▸ Photo object pointing records:
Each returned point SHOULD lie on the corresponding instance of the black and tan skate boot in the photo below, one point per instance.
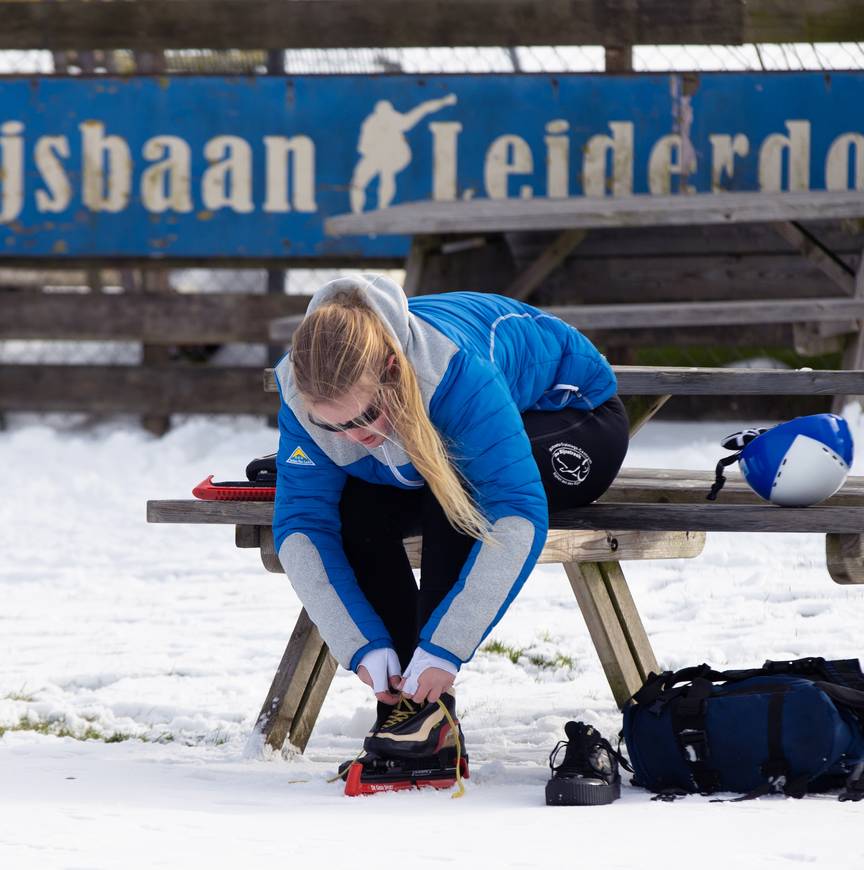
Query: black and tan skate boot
(416, 745)
(588, 773)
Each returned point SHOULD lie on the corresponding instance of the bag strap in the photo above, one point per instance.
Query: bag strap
(688, 725)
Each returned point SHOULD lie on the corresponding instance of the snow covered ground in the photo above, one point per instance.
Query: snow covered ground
(134, 659)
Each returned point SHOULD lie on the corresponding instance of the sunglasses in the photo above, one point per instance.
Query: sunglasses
(369, 416)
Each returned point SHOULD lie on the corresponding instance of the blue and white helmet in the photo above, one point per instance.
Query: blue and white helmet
(793, 464)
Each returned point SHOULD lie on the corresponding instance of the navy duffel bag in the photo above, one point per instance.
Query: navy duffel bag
(789, 727)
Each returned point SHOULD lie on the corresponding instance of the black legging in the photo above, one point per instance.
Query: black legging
(578, 454)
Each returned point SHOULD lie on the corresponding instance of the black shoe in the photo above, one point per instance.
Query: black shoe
(588, 774)
(416, 731)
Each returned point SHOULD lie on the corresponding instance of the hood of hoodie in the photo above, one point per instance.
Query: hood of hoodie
(383, 295)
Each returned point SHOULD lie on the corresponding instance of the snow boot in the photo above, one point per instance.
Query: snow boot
(588, 774)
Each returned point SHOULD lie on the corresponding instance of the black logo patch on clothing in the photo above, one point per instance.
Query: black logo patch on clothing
(570, 464)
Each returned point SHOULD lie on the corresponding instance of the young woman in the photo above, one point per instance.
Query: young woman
(467, 417)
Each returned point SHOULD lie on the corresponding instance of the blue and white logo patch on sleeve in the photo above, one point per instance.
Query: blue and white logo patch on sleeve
(298, 457)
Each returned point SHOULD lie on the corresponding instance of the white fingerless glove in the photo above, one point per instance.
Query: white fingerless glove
(382, 664)
(419, 662)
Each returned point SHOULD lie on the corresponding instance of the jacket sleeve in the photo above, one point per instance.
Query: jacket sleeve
(308, 538)
(483, 429)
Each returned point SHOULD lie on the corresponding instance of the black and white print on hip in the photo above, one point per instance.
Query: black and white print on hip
(571, 465)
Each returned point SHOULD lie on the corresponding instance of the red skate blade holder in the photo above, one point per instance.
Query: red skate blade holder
(355, 784)
(233, 490)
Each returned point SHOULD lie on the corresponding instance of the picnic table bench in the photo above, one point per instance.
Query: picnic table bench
(646, 514)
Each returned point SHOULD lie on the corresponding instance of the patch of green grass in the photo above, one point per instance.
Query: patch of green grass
(499, 649)
(20, 695)
(59, 728)
(559, 660)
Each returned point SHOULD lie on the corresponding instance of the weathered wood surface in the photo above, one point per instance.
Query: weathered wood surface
(671, 315)
(816, 252)
(176, 388)
(842, 237)
(658, 316)
(633, 486)
(709, 517)
(687, 514)
(845, 558)
(670, 279)
(533, 276)
(626, 663)
(678, 381)
(505, 215)
(170, 318)
(298, 690)
(153, 25)
(561, 546)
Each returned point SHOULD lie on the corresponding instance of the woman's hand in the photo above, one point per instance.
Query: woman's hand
(426, 677)
(381, 670)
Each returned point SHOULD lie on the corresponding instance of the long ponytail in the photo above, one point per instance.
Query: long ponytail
(344, 342)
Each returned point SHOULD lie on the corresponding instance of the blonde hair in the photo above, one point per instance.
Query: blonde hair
(343, 343)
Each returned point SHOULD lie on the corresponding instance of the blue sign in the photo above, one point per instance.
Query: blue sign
(251, 167)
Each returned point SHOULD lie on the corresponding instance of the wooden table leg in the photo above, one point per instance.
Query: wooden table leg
(614, 624)
(297, 693)
(845, 557)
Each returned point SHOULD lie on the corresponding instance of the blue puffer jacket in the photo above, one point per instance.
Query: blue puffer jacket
(481, 360)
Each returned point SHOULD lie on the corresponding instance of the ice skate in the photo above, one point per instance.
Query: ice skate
(588, 774)
(415, 746)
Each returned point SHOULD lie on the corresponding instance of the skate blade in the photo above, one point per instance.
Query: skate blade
(359, 781)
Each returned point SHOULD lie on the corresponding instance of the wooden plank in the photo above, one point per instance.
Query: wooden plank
(568, 546)
(654, 381)
(154, 25)
(156, 319)
(673, 315)
(844, 238)
(565, 546)
(297, 691)
(504, 215)
(640, 409)
(633, 485)
(669, 486)
(269, 556)
(708, 517)
(176, 388)
(814, 251)
(687, 278)
(845, 558)
(853, 352)
(529, 280)
(651, 381)
(610, 641)
(629, 619)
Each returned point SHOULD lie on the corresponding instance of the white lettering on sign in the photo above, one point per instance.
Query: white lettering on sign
(724, 150)
(12, 168)
(557, 159)
(445, 137)
(227, 181)
(791, 152)
(618, 146)
(48, 153)
(507, 155)
(297, 189)
(167, 184)
(106, 169)
(839, 161)
(169, 176)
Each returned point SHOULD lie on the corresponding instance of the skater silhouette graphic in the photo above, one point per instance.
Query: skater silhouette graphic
(384, 150)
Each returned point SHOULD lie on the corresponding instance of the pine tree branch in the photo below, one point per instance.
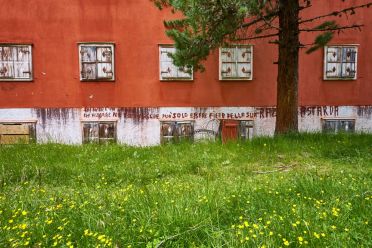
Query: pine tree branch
(358, 26)
(335, 13)
(258, 37)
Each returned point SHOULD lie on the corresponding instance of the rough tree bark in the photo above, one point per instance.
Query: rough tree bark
(287, 83)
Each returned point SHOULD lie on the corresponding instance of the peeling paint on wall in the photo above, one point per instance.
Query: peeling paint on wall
(142, 126)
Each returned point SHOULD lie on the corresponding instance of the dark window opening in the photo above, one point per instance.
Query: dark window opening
(336, 126)
(17, 133)
(99, 132)
(173, 131)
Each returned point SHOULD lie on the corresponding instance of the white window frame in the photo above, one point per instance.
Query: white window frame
(177, 137)
(172, 66)
(324, 120)
(326, 62)
(97, 45)
(236, 62)
(14, 78)
(99, 139)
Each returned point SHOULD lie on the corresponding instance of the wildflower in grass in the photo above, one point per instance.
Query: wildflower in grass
(285, 242)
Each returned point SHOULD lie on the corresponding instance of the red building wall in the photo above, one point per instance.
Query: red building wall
(54, 27)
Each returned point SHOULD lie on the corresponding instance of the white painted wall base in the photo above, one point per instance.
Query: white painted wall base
(141, 126)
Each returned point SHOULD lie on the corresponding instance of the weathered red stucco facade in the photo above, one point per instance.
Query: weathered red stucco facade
(55, 28)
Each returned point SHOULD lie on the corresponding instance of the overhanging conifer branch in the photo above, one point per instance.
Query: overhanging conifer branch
(336, 13)
(355, 26)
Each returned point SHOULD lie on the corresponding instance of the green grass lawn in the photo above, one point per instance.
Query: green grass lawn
(299, 190)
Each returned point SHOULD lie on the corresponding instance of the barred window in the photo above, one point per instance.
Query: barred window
(338, 125)
(236, 62)
(175, 131)
(96, 62)
(169, 71)
(18, 133)
(99, 132)
(15, 62)
(340, 62)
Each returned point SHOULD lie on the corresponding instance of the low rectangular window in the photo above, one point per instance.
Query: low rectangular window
(246, 130)
(340, 62)
(96, 62)
(173, 131)
(169, 71)
(99, 132)
(338, 125)
(236, 62)
(15, 62)
(17, 133)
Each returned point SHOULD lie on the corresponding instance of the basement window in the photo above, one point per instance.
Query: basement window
(96, 62)
(17, 133)
(246, 130)
(169, 71)
(338, 125)
(340, 62)
(15, 62)
(99, 132)
(236, 62)
(176, 131)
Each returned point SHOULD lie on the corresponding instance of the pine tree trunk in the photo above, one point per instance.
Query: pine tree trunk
(287, 83)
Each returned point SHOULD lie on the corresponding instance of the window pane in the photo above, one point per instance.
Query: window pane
(104, 54)
(89, 71)
(228, 70)
(244, 70)
(228, 54)
(90, 133)
(244, 54)
(88, 54)
(185, 131)
(104, 70)
(6, 70)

▸ WORK TO DO: From the line holding "of the wildflower" through the last line above, reproduce each line exactly and add nothing.

▸ THE SOLUTION:
Each returned point SHOULD lie on the corresponding instance of the wildflower in grass in the photo above, one point per instance.
Query: wildflower in grass
(285, 242)
Each returned point SHOULD lie on the corresponding instance of the red building wall in the photo above, one point per instance.
Query: red building wall
(54, 27)
Each returned point SHOULD lie on the corresponding instance of the white painted wall base in the photo above, one point per instance.
Query: white painted wall base
(141, 126)
Each returned point SHOULD lie on the corresponding instance of the weathered red stucco facade in the photo above, one point per instance.
Query: weathered red stucco facade
(55, 28)
Each returned point SHOULD lie on the corresponding instance of the overhanging conifer branch in the photo above, one point per instance.
Query: overhanging conifer branch
(336, 13)
(355, 26)
Each returned point SHOULD lie on the corresponding instance of the green grass lawn in the photo above, one point per instance.
Query: green grass lawn
(299, 190)
Each returned point SHOULD lie on the corresponding instance of the barred window in the photo above, one point per instance.
Query: barred window
(338, 125)
(236, 62)
(175, 131)
(96, 62)
(169, 71)
(18, 133)
(99, 132)
(15, 62)
(340, 62)
Each returned point SHOULD lie on the corresponding instance of the low rectangular window in the photo above, one point per instance.
Query: low rectangular window
(246, 130)
(340, 62)
(96, 62)
(173, 131)
(169, 71)
(99, 132)
(338, 125)
(236, 62)
(15, 62)
(17, 133)
Each returned point SHOULD lie on the corresponding instance of the basement window in the photo above, one point per instance.
Query: basement window
(96, 62)
(17, 133)
(246, 130)
(169, 71)
(338, 125)
(340, 62)
(15, 62)
(99, 132)
(236, 62)
(176, 131)
Each returned point SHOULD lie on the corresponding instance of the pine tree trunk in the photo above, one point per instance.
Query: pine tree trunk
(287, 83)
Each returned point SHOULD lie on the corresponding instance of the window pane in the photo above, one point per instance.
Query: window pane
(104, 54)
(89, 71)
(228, 70)
(244, 70)
(228, 54)
(90, 133)
(244, 54)
(88, 54)
(185, 131)
(104, 70)
(6, 70)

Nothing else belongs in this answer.